Required actions:
• 1. In the interview on deepfake detection, what share of WebPurify's survey respondents said platforms are responsible for detecting and removing harmful AI-generated content?
• 2. List the parties that the interviewer's question in the deepfake detection interview names as possibly sharing responsibility for harmful AI content.
• 3. Carry on the deepfake responsibility interview from its final sentence, keeping Sam Gregory's voice and line of argument.

Page excerpt:
November 15, 2023 | UGC

The prevalence of AI-generated content has surged in recent years. With harmful deepfakes and synthetic media becoming increasingly common on platforms across the web, the question on everyone’s mind is: how can I recognize manipulated media and protect myself online?

While many people believe the responsibility for generative AI content moderation lies with the platforms – to automatically recognize and remove AI-generated content as it crops up – distinguishing between human-generated and AI-generated media remains difficult for people and machines alike.

In part 2 of their conversation, Sam Gregory, Executive Director at human rights organization WITNESS, speaks to WebPurify’s VP of Trust & Safety, Alexandra Popken, about where the responsibility lies when it comes to detecting and removing AI-generated content.

Detecting Deepfakes & AI Content: where does the responsibility lie?

In a recent US consumer survey conducted by WebPurify, 70% of respondents believe it is a platform’s responsibility to detect and remove harmful AI-generated content such as deepfakes, while 75% of respondents believe more should be done to protect users from potential risks of AI-generated content. What are your thoughts on this? Do you think there’s a shared responsibility here between AI developers, platforms and users?

Sam Gregory: At WITNESS, we think there’s a pipeline of responsibility, meaning there’s a responsibility that goes even further back than we’ve usually described it. For example, we often talk about platform responsibility as a concept to place an onus on platforms to act in line with core human rights, risk prevention values, or to inform users. But in the case of AI-generated content, we might go further back to the foundation model, particularly if we’re trying to understand that something was made with AI.

Listing:
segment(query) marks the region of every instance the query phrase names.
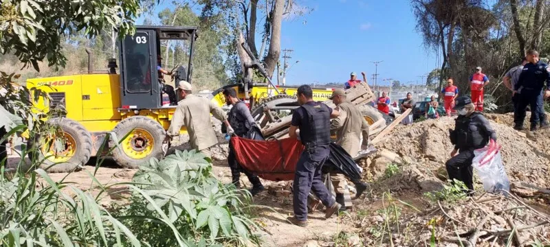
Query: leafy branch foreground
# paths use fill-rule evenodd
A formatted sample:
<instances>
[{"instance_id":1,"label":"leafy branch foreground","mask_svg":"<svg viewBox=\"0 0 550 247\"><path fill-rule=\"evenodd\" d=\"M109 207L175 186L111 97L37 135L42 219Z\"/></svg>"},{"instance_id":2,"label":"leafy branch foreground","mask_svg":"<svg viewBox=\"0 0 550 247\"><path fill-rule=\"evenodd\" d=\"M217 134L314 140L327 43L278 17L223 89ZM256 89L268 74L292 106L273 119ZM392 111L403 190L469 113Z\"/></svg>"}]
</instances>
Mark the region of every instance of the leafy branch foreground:
<instances>
[{"instance_id":1,"label":"leafy branch foreground","mask_svg":"<svg viewBox=\"0 0 550 247\"><path fill-rule=\"evenodd\" d=\"M23 148L25 150L25 148ZM25 152L25 151L23 151ZM24 161L22 161L24 162ZM3 165L2 167L4 166ZM23 167L23 166L20 166ZM250 194L223 186L211 164L195 151L151 161L132 183L104 186L99 193L54 182L37 169L0 175L0 241L6 246L205 246L258 243L256 225L241 209ZM45 181L44 183L40 181ZM98 202L113 186L132 191L126 207Z\"/></svg>"},{"instance_id":2,"label":"leafy branch foreground","mask_svg":"<svg viewBox=\"0 0 550 247\"><path fill-rule=\"evenodd\" d=\"M383 179L384 188L393 191L384 192L383 208L371 216L352 218L363 229L360 236L364 246L520 246L550 242L546 230L550 217L512 193L468 196L463 185L455 182L425 193L419 202L422 207L397 199L405 194L421 196L417 185L434 178L419 172L412 165Z\"/></svg>"}]
</instances>

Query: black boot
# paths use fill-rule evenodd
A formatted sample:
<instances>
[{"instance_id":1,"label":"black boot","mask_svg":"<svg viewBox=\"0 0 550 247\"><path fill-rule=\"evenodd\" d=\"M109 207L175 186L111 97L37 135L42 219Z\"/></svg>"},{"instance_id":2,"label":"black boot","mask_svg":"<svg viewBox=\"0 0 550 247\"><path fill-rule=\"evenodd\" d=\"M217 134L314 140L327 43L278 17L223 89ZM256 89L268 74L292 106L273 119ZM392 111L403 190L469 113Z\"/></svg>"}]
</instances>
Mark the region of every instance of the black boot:
<instances>
[{"instance_id":1,"label":"black boot","mask_svg":"<svg viewBox=\"0 0 550 247\"><path fill-rule=\"evenodd\" d=\"M523 128L523 124L520 124L520 124L516 124L516 125L514 125L514 130L525 130L525 128Z\"/></svg>"},{"instance_id":2,"label":"black boot","mask_svg":"<svg viewBox=\"0 0 550 247\"><path fill-rule=\"evenodd\" d=\"M241 189L241 181L239 181L239 178L237 178L237 179L233 178L233 182L231 182L231 183L233 185L235 185L235 187L236 188L236 189Z\"/></svg>"},{"instance_id":3,"label":"black boot","mask_svg":"<svg viewBox=\"0 0 550 247\"><path fill-rule=\"evenodd\" d=\"M262 185L262 184L259 184L252 186L252 189L250 189L250 193L252 194L252 196L255 196L260 192L263 191L265 189L265 188L263 187L263 185Z\"/></svg>"},{"instance_id":4,"label":"black boot","mask_svg":"<svg viewBox=\"0 0 550 247\"><path fill-rule=\"evenodd\" d=\"M345 199L344 199L344 194L343 193L336 193L336 202L339 204L342 205L338 209L339 212L343 212L346 211L346 206L345 206Z\"/></svg>"},{"instance_id":5,"label":"black boot","mask_svg":"<svg viewBox=\"0 0 550 247\"><path fill-rule=\"evenodd\" d=\"M538 129L536 124L531 124L531 131L536 131Z\"/></svg>"},{"instance_id":6,"label":"black boot","mask_svg":"<svg viewBox=\"0 0 550 247\"><path fill-rule=\"evenodd\" d=\"M252 194L252 196L254 196L260 192L263 191L265 188L263 187L263 185L262 185L260 178L258 178L257 176L251 174L248 172L246 172L246 174L247 176L248 176L248 180L250 180L250 183L252 184L252 189L250 189L250 193Z\"/></svg>"},{"instance_id":7,"label":"black boot","mask_svg":"<svg viewBox=\"0 0 550 247\"><path fill-rule=\"evenodd\" d=\"M363 192L366 190L366 188L368 187L368 185L366 183L363 182L353 182L353 184L355 185L355 190L357 191L355 193L355 197L353 199L357 199L363 194Z\"/></svg>"}]
</instances>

The results:
• 1. 70% of respondents.

• 2. AI developers, platforms, and users.

• 3.
For the 75% of respondents who think there’s more to be done, I think there’s a pipeline of responsibility that includes platforms. I’m cautious about saying platforms have all the responsibility. It’s clear at the moment that both signals of provenance of AI-generated content and detection are not internet scale reliable, so we have to be very careful about placing all the onus there. I don’t think platforms will do it completely effectively.

When we look globally at these challenges, there is a concern that placing all the content moderation emphasis on platforms is a dangerous step, given these systems are unreliable and given the history of lack of equitable application of resources and tools at a global level. I’ve engaged with content moderation from communities that have been frustrated with the way that their own content hasn’t been understood – either contextualized content that should have stayed up or content that should have been taken down and stayed up.

Instead, it’s a necessary step for platforms to be better at helping people understand when something incorporates AI-generation by providing the signals. They should be providing information to users about what they identify about the use of AI in content as a signal to help users understand and then apply media literacy. A big problem at the moment is we’re asking people to apply media literacy to AI content with no signals from the models, tools, platform or creators, which makes it really hard.

That’s separate from a platform’s responsibility to detect content that shouldn’t be up on a platform, like CSAM, whether they’re AI-generated or not.

Two-thirds of respondents in our survey would feel more comfortable using platforms that have measures to control or limit AI-generated content, or that require it to be clearly labeled. Last month, the White House announced that prominent AI companies have committed to developing measures to ensure that users know what is AI-generated. How effective do you think measures, like watermarking, will be?

Sam Gregory: At WITNESS, we’ve been a strong voice around authenticity and provenance for a decade and have engaged in initiatives around the infrastructure of this for five years. Many of the measures being discussed in the White House describe something around labeling, watermarking or disclosure. However, the first challenge is that we’re not really clear on what that means. It’s really important to recognize that very binary visible labeling, where we say it’s AI-generated or place a little watermark, is not going to be effective in the long run because of the ways we know people easily remove those watermarks as they circulate.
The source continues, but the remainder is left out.